### PAGE EXTRACT
My son, Oliver, is two years old but functions between a 9-12 month developmental age. Oliver is technically undiagnosed, but extensive testing has shown he has mitochondrial dysfunction. Oliver receives occupational, physical, speech and feeding therapy,  has a therapy coordinator and a music class that we do together. Oliver turned two in July. It is SO HARD when a special needs child has a birthday. Their actual age is suddenly in direct focus, it can’t be ignored. Shopping for birthday presents is so frustrating. He is unable to do the things a child his age can do. Oliver can’t stack blocks, doesn’t put toys into containers, and he has no speech. But he’s happy! And adorable. We don’t think about what he can’t do on a daily basis, we focus on the little triumphs. Its just hard sifting through the toy store inventory trying to find things that fit him!

### DATA SEGMENT
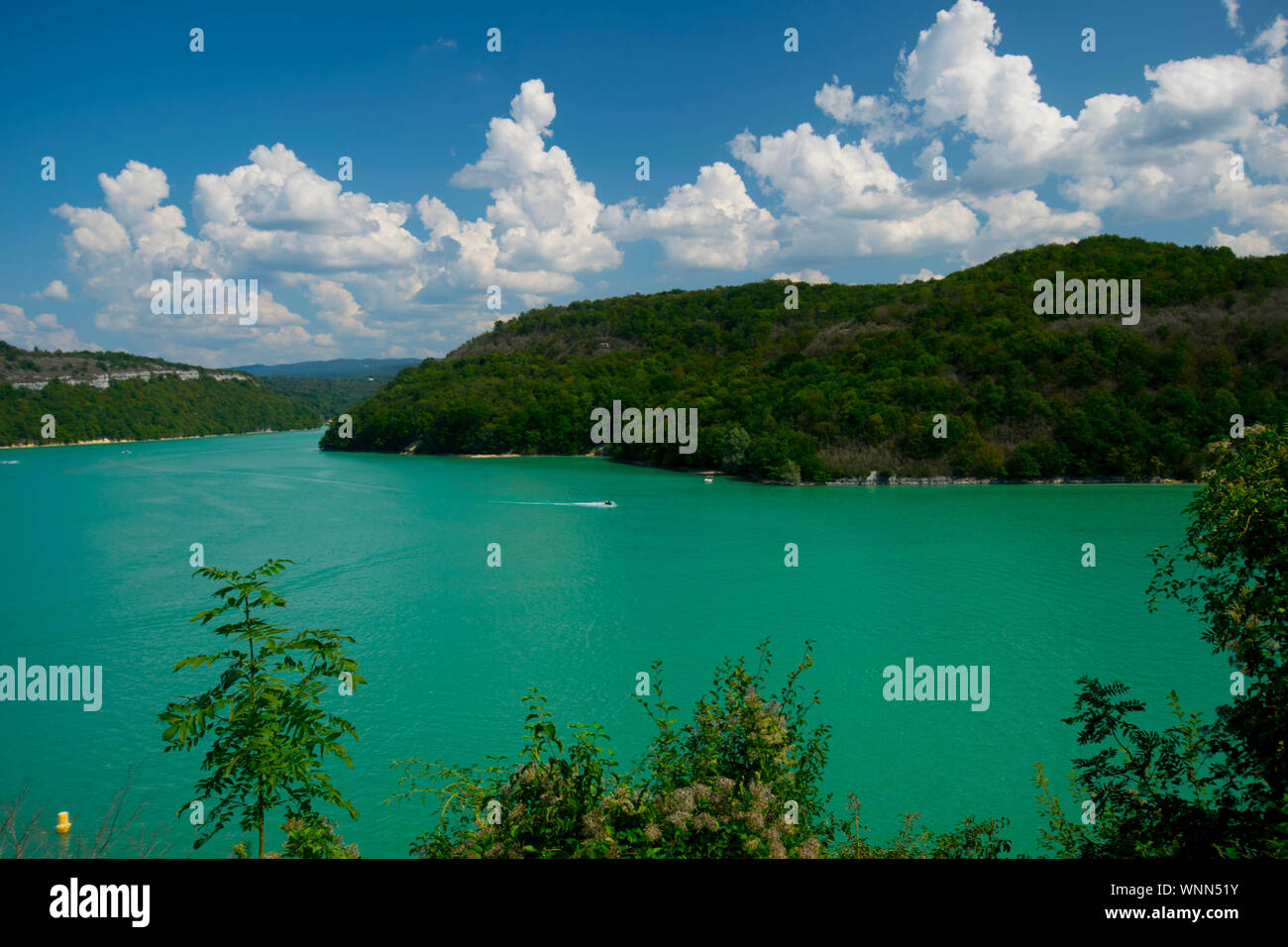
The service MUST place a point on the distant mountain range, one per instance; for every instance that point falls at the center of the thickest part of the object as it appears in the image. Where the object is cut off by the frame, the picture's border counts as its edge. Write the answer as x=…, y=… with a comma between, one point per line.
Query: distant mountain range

### TASKS FOR THIS EXERCISE
a) In the passage about Oliver, what month did he turn two?
b) Continue the passage about Oliver from its last sentence.
The listing has nothing to do with the passage about Oliver.

### RESPONSES BY TASK
a) July.

b)
Generally Oliver will have a lull in progress before making huge leaps in his developmental skill set. We’ve been experiencing one of those jumps for the last couple of weeks.  Yesterday, Friday, we started the day with a Music Together Class. In our class are parents with children Oliver’s age. The kids run around on their chubby legs grabbing egg shakers and movin’ to the music. On the first day of class Oliver was very reserved and would have NOTHING to do with an egg shaker. Today, six weeks later, for the first time he picked up an egg, shook it, squealed in delight and dropped it. Then when it was time for the music exploration portion of the class, he crawled right into the melee of kids and instruments shaking a tambourine here and whacking a drum there. I was so moved. When a typically developing child picks up an egg shaker its no big deal. When someone like Oliver picks up an egg shaker its a G.D. miracle. It feels like insanity to be so humbled by such a small action. Then after music class we headed to feeding therapy where he did beautifully! His therapist tried some new techniques with him and he responded with flying colors.

Our lives are bursting with blessings, sometimes they are as small as an egg shaker. I have two typically developing children as well, and I’m thankful for my little Oliver being just who he is. My other children are loud, strong in will and body, and uncontainable. My Oliver is small and gentle and at two years old still the happiest baby I have ever met.